[start TEXT BLOCK]
# Beef Ribs



## RandyinNI (Apr 19, 2018)

I am going to smoke some beef ribs Saturday.  I have never done beef ribs before.  Any suggestions or tips would be appreciated.


----------



## SmokinAl (Apr 19, 2018)

Do them just like spare ribs, 3-2-1.
Al


----------



## gmc2003 (Apr 19, 2018)

If they're meaty ribs then I cook them similar to brisket. Cook them till the stale, wrap in foil with A1, worcester, beef broth, or french onion soup until 190*ish then finish unfoiled until probe tender. 

Chris


----------



## RandyinNI (Apr 19, 2018)

I am in Northern Ireland so we will see how they turn out.  It seems the meat over here is not as fatty as in the states.


----------



## RandyinNI (Apr 19, 2018)

Any rub you guys suggest?  Salt, Pepper, Garlic powder?  Would you inject?


----------



## gmc2003 (Apr 19, 2018)

I don't get fancy with rub's. We like the old staple of SPOG. I'm just getting into injecting so I can't answer that one.

Chris


----------



## phatbac (Apr 19, 2018)
[end TEXT BLOCK]
[start RECORD SET]
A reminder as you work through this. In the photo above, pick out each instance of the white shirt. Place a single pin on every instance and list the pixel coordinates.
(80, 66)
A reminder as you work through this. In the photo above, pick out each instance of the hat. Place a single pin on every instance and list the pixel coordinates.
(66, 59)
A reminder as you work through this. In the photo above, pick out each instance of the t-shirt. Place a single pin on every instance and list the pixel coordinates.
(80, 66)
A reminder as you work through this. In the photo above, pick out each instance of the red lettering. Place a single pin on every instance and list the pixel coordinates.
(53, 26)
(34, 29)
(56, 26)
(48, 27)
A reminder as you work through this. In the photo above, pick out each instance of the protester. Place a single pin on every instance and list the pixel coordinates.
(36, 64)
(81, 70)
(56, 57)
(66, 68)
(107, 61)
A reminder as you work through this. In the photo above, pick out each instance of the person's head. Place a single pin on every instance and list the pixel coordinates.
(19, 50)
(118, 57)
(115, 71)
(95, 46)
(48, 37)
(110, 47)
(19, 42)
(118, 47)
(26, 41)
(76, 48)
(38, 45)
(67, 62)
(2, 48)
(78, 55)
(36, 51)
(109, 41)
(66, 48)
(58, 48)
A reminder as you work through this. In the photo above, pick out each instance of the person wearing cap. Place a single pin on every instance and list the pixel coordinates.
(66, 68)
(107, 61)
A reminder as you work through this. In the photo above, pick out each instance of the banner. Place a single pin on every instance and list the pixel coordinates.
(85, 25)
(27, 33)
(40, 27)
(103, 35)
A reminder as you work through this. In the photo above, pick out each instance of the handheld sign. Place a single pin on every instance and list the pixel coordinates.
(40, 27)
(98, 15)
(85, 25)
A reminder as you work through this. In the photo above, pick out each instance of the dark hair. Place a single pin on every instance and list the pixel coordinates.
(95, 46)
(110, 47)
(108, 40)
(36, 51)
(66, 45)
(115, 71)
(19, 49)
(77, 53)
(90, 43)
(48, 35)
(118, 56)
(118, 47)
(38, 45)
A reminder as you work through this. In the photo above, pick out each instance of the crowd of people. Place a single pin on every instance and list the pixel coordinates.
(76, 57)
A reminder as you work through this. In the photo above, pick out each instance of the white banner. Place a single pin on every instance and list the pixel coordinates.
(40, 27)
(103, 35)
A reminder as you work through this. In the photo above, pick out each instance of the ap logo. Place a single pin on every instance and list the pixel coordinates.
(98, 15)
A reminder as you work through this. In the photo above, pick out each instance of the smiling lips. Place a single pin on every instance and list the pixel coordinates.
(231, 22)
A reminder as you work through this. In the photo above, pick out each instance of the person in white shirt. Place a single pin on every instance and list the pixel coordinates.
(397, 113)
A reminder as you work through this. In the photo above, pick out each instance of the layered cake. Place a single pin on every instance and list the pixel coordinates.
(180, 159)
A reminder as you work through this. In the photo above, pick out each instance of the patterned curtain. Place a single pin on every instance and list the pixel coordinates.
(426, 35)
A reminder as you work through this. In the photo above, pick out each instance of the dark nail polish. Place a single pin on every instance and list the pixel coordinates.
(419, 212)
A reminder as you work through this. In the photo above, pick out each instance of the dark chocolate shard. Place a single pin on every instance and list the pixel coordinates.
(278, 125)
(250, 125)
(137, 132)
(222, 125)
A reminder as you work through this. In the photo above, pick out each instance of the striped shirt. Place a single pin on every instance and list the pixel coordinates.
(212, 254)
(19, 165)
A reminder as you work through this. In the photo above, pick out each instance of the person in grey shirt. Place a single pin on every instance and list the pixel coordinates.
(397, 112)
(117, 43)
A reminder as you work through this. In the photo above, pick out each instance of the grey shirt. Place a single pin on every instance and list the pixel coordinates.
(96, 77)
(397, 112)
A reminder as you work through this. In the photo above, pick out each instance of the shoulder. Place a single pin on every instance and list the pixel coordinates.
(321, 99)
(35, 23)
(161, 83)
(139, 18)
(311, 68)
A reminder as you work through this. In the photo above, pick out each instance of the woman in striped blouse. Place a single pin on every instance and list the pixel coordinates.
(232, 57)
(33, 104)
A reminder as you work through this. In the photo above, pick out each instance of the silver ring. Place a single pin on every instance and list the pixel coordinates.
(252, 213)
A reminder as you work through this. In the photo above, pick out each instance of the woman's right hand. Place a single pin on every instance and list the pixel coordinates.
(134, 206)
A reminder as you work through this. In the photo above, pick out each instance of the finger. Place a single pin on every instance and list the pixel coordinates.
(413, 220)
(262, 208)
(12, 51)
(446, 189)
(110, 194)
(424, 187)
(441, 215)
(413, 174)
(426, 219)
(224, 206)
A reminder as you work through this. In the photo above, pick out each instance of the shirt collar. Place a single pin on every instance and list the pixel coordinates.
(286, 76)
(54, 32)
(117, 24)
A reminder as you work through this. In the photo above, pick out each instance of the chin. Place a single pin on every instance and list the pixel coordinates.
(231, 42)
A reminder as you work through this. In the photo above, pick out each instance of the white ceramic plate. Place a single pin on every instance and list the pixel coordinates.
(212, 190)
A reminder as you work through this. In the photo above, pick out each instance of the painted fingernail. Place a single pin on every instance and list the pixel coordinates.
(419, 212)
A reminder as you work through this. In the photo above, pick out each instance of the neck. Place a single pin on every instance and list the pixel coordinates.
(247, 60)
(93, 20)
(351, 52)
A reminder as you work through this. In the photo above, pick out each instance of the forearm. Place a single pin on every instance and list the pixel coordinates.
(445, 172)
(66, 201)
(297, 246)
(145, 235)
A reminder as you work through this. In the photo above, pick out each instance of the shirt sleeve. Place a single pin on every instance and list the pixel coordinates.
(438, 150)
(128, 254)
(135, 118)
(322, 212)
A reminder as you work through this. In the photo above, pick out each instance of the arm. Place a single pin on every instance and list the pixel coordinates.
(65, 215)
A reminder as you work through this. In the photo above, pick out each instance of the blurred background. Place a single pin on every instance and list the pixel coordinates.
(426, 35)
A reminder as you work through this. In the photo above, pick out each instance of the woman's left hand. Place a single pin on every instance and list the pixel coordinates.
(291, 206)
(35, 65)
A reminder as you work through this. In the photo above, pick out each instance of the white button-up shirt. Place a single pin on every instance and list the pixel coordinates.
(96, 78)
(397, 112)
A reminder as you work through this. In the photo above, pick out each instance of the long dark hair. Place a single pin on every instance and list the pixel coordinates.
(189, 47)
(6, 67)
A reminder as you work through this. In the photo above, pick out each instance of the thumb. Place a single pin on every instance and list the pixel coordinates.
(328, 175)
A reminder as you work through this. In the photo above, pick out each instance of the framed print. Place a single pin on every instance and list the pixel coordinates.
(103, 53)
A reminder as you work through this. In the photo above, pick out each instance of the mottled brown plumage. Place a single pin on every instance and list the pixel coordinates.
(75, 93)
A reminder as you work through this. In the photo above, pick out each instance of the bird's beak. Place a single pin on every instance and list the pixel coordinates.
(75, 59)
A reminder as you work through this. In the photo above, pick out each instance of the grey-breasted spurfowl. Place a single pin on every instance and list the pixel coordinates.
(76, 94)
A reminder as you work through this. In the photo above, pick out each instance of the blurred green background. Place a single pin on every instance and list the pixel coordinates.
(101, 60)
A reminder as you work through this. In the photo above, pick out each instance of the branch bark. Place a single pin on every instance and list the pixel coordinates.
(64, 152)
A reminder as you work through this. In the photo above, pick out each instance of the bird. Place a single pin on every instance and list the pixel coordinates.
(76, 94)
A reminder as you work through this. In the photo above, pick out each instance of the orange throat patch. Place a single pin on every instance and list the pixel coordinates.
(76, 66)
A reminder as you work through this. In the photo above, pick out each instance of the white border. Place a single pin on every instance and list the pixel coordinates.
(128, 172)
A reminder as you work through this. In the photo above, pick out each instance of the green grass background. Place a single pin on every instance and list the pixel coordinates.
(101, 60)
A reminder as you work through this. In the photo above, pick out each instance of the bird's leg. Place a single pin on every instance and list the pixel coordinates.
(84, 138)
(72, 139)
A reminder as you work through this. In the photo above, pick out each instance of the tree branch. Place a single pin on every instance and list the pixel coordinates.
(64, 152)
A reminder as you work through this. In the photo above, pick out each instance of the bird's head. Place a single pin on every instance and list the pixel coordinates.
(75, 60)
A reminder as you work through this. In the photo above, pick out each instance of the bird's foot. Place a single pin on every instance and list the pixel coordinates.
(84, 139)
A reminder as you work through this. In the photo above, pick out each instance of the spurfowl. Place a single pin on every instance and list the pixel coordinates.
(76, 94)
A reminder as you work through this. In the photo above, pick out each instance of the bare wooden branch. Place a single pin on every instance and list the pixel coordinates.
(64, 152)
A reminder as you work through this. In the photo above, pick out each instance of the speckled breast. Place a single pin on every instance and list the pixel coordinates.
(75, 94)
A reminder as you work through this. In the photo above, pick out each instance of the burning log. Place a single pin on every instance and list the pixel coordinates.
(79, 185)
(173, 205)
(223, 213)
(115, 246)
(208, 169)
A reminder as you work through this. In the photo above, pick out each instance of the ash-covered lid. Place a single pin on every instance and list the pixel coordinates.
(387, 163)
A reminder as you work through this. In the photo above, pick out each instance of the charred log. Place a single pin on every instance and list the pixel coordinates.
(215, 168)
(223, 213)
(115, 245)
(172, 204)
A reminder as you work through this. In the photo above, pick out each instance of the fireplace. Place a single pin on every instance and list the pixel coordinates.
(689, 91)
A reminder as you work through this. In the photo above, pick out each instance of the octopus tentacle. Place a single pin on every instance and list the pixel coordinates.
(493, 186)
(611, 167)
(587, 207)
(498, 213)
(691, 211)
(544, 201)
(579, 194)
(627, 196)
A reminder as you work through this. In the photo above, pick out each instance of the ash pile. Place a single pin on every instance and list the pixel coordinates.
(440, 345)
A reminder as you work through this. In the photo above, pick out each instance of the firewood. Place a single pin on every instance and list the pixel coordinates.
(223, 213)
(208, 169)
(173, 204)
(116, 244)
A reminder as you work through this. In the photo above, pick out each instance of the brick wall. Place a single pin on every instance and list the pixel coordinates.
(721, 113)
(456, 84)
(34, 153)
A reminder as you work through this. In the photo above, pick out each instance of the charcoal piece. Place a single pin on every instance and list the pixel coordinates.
[end RECORD SET]
_REQUIREMENTS:_
**A.** Reproduce the part of the beef ribs thread that begins at the words "Any rub you" and stops after the words "answer that one.".
**B.** Resume the beef ribs thread from the point where it stops.

_TASK RESULTS:_
**A.**
Any rub you guys suggest?  Salt, Pepper, Garlic powder?  Would you inject?


----------



## gmc2003 (Apr 19, 2018)

I don't get fancy with rub's. We like the old staple of SPOG. I'm just getting into injecting so I can't answer that one.

**B.**
I like to use a steak seasoning for beef ribs (back or short). so use what you like on steak. Salt pepper onion garlic works well or i like something like a Montreal or Chicago seasoning. i usually put them in the hottest part of my smoker run around 275-300 at that part of the smoker and smoke them unwrapped for about 3.5-4 hours at those temps. i don't cook to temp i cook till they look and feel done. about 190 degree IT someone mentioned is a good temp for them. if its back ribs or a short plate make sure to temp between the bones. if you want to braise the above mentioned liquid recipe would work well and add a nice rich beefy flavor. (just not something i do)
 here are some pics of beef ribs (back) i have done in the past...












IMG_20170610_095500.jpg



__ phatbac
__ Jun 11, 2017






 here is what i mean about Chicago steak seasoning...












IMG_20170610_063544.jpg



__ phatbac
__ Jun 11, 2017






Happy Smoking,
phatbac (Aaron)


----------



## RandyinNI (Apr 19, 2018)

Ok thanks for the help


----------



## RandyinNI (Apr 20, 2018)




----------



## dl8860 (May 12, 2018)

Hey Randy. Prepped ribs look good, shame about the choice of beer though! how did they turn out? Did you separate them before cooking? Doing my first beef ribs today, just broken through the stall at 160F


----------



## RandyinNI (May 12, 2018)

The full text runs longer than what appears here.